(Your instructions):
What follows is a listing; restate every line of it word for word.

(Coordinate annotation records)
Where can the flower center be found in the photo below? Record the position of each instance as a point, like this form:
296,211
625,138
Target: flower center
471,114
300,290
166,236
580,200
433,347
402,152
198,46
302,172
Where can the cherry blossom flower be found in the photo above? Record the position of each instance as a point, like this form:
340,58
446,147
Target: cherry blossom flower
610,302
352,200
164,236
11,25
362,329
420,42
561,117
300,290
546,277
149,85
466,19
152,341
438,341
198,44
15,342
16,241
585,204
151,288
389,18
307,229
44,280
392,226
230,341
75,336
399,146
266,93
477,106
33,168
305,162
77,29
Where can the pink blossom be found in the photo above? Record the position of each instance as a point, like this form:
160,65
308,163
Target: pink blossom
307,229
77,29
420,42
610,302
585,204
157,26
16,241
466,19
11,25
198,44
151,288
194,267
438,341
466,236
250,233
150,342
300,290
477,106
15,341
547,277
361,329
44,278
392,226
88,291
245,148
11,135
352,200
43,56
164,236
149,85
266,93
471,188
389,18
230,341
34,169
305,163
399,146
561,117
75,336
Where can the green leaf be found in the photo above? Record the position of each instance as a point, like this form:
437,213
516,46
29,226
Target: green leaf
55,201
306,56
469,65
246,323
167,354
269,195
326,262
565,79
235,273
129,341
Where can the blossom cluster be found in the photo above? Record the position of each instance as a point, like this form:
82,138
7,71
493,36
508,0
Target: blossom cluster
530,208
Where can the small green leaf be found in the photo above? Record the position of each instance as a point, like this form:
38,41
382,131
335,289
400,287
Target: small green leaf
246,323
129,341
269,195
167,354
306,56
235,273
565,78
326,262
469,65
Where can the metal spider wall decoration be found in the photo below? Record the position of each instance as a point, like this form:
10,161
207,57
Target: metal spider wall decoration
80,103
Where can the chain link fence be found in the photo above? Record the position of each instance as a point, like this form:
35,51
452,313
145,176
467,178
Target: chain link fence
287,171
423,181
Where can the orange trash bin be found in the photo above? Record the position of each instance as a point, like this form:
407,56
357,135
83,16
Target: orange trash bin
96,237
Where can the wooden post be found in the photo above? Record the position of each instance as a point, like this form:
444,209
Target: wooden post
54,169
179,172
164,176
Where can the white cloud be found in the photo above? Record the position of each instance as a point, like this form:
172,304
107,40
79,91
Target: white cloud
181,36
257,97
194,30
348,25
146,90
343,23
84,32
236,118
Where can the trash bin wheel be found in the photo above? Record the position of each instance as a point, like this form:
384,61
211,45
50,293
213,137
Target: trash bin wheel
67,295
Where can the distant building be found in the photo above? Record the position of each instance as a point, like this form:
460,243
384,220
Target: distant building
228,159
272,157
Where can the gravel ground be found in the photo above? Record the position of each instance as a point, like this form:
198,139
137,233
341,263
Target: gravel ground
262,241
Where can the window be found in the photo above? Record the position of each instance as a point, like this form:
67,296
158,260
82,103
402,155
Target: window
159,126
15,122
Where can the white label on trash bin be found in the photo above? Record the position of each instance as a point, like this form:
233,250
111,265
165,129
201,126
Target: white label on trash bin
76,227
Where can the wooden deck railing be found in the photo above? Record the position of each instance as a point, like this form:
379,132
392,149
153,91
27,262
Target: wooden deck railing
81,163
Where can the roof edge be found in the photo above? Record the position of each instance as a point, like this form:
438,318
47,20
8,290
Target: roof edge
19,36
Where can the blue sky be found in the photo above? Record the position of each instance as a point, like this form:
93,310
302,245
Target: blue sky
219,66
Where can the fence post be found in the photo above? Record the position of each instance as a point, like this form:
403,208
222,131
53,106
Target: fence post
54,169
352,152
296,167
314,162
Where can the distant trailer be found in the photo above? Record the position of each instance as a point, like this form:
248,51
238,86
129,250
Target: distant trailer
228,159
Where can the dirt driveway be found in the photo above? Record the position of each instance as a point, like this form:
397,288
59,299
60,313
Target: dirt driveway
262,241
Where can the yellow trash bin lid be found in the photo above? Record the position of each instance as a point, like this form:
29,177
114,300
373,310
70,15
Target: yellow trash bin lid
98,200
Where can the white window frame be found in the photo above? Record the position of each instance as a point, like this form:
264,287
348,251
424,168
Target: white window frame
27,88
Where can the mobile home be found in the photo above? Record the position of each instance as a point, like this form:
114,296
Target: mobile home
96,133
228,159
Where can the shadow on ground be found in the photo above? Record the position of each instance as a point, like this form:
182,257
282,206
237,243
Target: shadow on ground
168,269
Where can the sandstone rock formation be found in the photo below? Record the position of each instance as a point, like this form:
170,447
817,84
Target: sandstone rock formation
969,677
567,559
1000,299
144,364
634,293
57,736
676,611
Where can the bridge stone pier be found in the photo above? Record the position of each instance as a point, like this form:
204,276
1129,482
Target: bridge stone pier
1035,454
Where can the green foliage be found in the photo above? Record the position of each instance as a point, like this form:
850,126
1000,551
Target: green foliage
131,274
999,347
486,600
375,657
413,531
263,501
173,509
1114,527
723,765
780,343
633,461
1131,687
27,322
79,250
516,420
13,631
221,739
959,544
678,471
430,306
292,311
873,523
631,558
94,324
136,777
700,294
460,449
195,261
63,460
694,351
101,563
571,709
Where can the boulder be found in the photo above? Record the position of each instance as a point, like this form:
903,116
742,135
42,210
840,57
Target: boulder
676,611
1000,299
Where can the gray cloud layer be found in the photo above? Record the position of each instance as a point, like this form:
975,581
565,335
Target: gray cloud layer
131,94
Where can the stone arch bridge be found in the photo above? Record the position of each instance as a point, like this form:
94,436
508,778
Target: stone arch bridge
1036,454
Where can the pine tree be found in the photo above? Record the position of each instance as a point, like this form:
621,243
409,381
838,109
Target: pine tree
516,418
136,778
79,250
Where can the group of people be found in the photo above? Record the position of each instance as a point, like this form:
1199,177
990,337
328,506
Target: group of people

(Expected answer):
Where can the flower center be found in the photo below? Record the position of each instance as a point, like this form:
296,211
625,138
Target: flower center
471,114
300,290
166,236
580,200
433,347
402,152
198,46
302,172
Where can the cherry blossom flower be found in the photo above? Record the position of each instance as a point, like this form:
340,58
446,147
Target: cherry blossom flower
610,302
352,200
164,236
11,25
362,329
420,42
561,117
300,290
546,277
149,85
466,19
152,341
438,341
198,44
15,342
16,241
585,204
151,288
389,18
307,229
44,280
392,226
230,341
75,336
399,146
266,93
477,106
33,168
305,162
77,29
Where can the pink blossom be found in the photo above? Record the position of each instance as a point, like this form:
160,65
308,163
Target: pink blossom
307,229
77,29
420,42
610,302
585,204
157,26
16,241
466,19
11,25
198,44
151,288
194,267
438,341
466,236
250,233
150,342
300,290
477,106
15,341
547,277
361,329
44,278
392,226
88,291
245,148
11,135
352,200
43,56
164,236
149,85
266,93
471,188
389,18
230,341
34,169
305,163
399,146
561,117
75,336
Where can the green leaf be found in the photo above? Record the position of each instance as a point, like this form:
437,213
516,46
29,226
Target: green leaf
55,201
306,56
469,65
246,323
167,354
269,195
326,262
565,79
235,273
129,341
Where can the blossom cluster be found in the photo above? Record the position of each instance as a point, like this form:
82,138
7,71
493,36
508,0
Target: blossom cluster
530,208
Where can the small green leaf be found in the photo above? Record the position of each instance as a point, like this form:
38,41
382,131
335,289
400,287
Target: small green leaf
246,323
129,341
269,195
167,354
306,56
235,273
565,78
326,262
469,65
Where can the metal spider wall decoration be found in the photo below? Record the position of each instance as a point, like this form:
10,161
207,57
Target: metal spider wall decoration
80,103
Where can the chain link fence be found in the photo above? Record the position of each instance as a point, like this form:
35,51
452,313
145,176
467,178
Target: chain link fence
287,171
423,181
Where can the orange trash bin be found in the photo above? Record the position of each instance as a point, like this form:
407,56
357,135
83,16
Target: orange trash bin
96,237
Where can the wooden post be found in the photo above? Record the position of each instance as a point, like this form:
444,209
Target: wooden post
54,169
179,172
164,176
Where can the white cloud be found in the photo above? Record the position of each instance as a point, like this form:
172,304
107,40
79,91
Target: white cloud
181,36
257,97
194,30
348,25
146,90
343,23
84,32
236,118
Where can the trash bin wheel be found in the photo above? Record the position of each instance as a point, like this form:
384,61
211,45
50,293
213,137
Target: trash bin wheel
67,295
Where can the distant building be found in the photo above? Record the position of each instance as a point, like this form:
460,243
384,220
Target: distant building
228,159
272,157
Where can the gravel ground be found in the photo above? Record the position of each instance as a point, like this form:
198,139
137,233
341,263
Target: gravel ground
262,241
Where can the window be found in the photo above? Record the position of each instance as a point, like this form:
67,296
158,260
82,103
402,155
Target: window
159,126
15,122
Where can the white label on trash bin be found in the photo above? Record the position of each instance as a point, like this form:
233,250
111,265
165,129
201,126
Target: white label on trash bin
76,227
Where can the wooden deck railing be found in the photo above? Record the position of each instance as a point, like this form:
379,132
392,149
153,91
27,262
Target: wooden deck railing
81,163
Where can the roof edge be found in the photo above? Record the position of each instance as a point, like this form:
438,318
47,20
8,290
Target: roof edge
19,36
Where can the blue sky be found in the photo above? Record the position of each instance as a point, like this form:
93,310
302,245
Target: blue sky
219,66
Where can the fence post be found in the photo above? Record the position of each instance as a point, like this form:
403,208
222,131
53,106
Target: fence post
54,169
352,152
296,167
314,162
Where can the distant trailer be found in the photo above? Record the position of each instance as a point, like this form:
248,51
238,86
129,250
Target: distant trailer
228,159
Where can the dirt driveway be found in the photo above? Record the position of each instance as a point, like this form:
397,288
59,299
60,313
Target: dirt driveway
262,241
Where can the yellow trash bin lid be found in the photo above? Record the position of each instance as a point, like this form:
29,177
114,300
373,310
70,15
Target: yellow trash bin lid
98,200
Where can the white window frame be found in the photo above? Record the position of each instance as a point, like this form:
264,287
348,251
424,168
Target: white window frame
27,88
Where can the mobile home be found in the photo above? Record the position of each instance as a point, like this form:
114,296
Target: mobile home
96,133
228,159
Where can the shadow on ground be found in the photo above? Record the position of each instance as a point, like this form:
182,257
282,206
237,243
Target: shadow on ground
168,269
Where can the sandstone rock formation be found in the photo below? Record the position of each instance as a point, like this form:
170,447
817,84
Target: sandstone rock formation
969,677
567,559
1000,299
144,364
634,293
57,736
676,611
Where can the bridge stone pier be found in the photo above? Record the position of each instance as a point, like this form:
204,276
1129,482
Target: bridge stone pier
1035,454
Where can the green foliage be found in the photo above? Record the position of each instance as a point, like this form:
850,126
1000,551
Target: green foliage
131,274
999,347
486,600
375,657
413,531
263,501
173,509
1114,527
723,765
780,343
633,461
1131,687
27,322
79,250
516,420
13,631
221,739
959,544
678,471
430,306
292,311
873,523
631,558
94,324
136,777
700,294
460,449
195,261
63,460
694,351
101,563
571,709
Where can the boulder be found in the photo above? Record the position of each instance as a point, like this form:
903,116
742,135
42,210
840,57
Target: boulder
676,611
1000,299
Where can the gray cloud layer be found in the photo above? Record the position of each instance as a point, like this form:
975,581
565,335
Target: gray cloud layer
131,94
Where can the stone arch bridge be found in the photo above? Record the position of each instance as a point, like this form:
94,436
508,778
Target: stone arch bridge
1036,454
Where can the pine tree be found in the photo above? Record the position of each instance as a point, like this form:
621,243
409,381
838,109
Target: pine tree
516,418
136,778
79,250
Where can the group of people be found in the photo above? Record the position of each instance as a point, like this form:
1199,177
990,337
328,506
Target: group of people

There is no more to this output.